## Aim of the task
Here the answer should be the line with "Need: drop a" and all the lines after it through the end of the listing, each repeated exactly, and no other text.

## Records for the task
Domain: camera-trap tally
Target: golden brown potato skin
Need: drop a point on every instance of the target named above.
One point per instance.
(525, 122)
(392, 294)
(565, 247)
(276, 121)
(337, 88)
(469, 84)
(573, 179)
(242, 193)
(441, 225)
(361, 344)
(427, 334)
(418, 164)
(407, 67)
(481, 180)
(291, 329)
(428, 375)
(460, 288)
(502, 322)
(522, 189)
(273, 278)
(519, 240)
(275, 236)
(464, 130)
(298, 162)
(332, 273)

## Task answer
Need: drop a point on every instance of the target named above.
One point per instance.
(525, 122)
(392, 294)
(565, 247)
(276, 121)
(337, 88)
(469, 84)
(573, 179)
(242, 193)
(441, 225)
(361, 344)
(427, 334)
(418, 164)
(407, 67)
(481, 180)
(291, 329)
(428, 375)
(460, 288)
(502, 322)
(522, 189)
(273, 278)
(519, 240)
(275, 236)
(464, 130)
(298, 162)
(332, 273)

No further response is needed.